Provided passage |
Lessons from UCHealth’s Abridge Pilot. Randomized control, and then scale up

Deploying AI in healthcare is not just about the tech. UCHealth and the University of Colorado ran a rigorous pilot study of Abridge's ambient documentation tool across 250 clinicians. Through the rare combination of operational leadership, physician informatics leaders and a nimble research team, we could study a live deployment without breaking it.

When people talk about AI in healthcare, the conversation usually jumps straight to the technology. What model. What accuracy. What vendor. But after being involved with UCHealth and the University of Colorado’s deployment of Abridge’s ambient documentation tool across 250 physicians and APPs in the ambulatory setting, I continue to believe the technology is the easy part.

What made this work was everything around it.

The Partnership

UCHealth’s relationship with CU is genuinely unusual. It’s not a typical academic-operational handshake. What exists here is a tight integration between world-class data scientists, medical and operational leadership, and a physician informatics team that knows how to translate between the world of research and the world of real clinical workflows.

Yes, the combo sounds obvious, but it rarely comes together like this.

Studying a Live Deployment — Without Breaking It

The ACCORDS team took on something hard: using rigorous study methods inside a real-world deployment that was actively evolving. Operational decisions were being made in real time — some of which directly affected randomization and study validity.

Dataset excerpt |
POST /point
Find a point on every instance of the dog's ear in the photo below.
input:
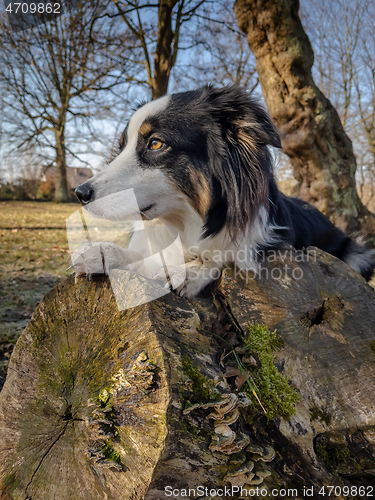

Work item |
Continue the piece above on UCHealth's Abridge pilot, picking up after its closing sentence about real-time operational decisions that affected randomization and study validity.

Exercise result |
As a result, the ACCORDS team pivoted. They adapted the study design to accommodate the changes without losing the integrity of the study. The result was a quality improvement project grounded in actual Epic EHR log data, combined with physician and APP satisfaction data, that produced data we could act on.

The ability to do rigorous science inside a messy, moving deployment — is increasingly a must-have capability. Organizations that want to be data-driven about AI adoption can’t wait for perfect.

From 250 to 3,000

What started with 250 clinicians have since scaled up to 3,000 physicians and APPs. We integrated new tools into physician workflows — starting with careful pilot testing and expanding with coaching, standard note design, and support by trainers rounding in clinics.

There’s a complex dance required to move a project like this through go-live: the research enterprise, operational leadership, and the medical informatics team all have to move together. I am grateful to work for an organization that can do this well.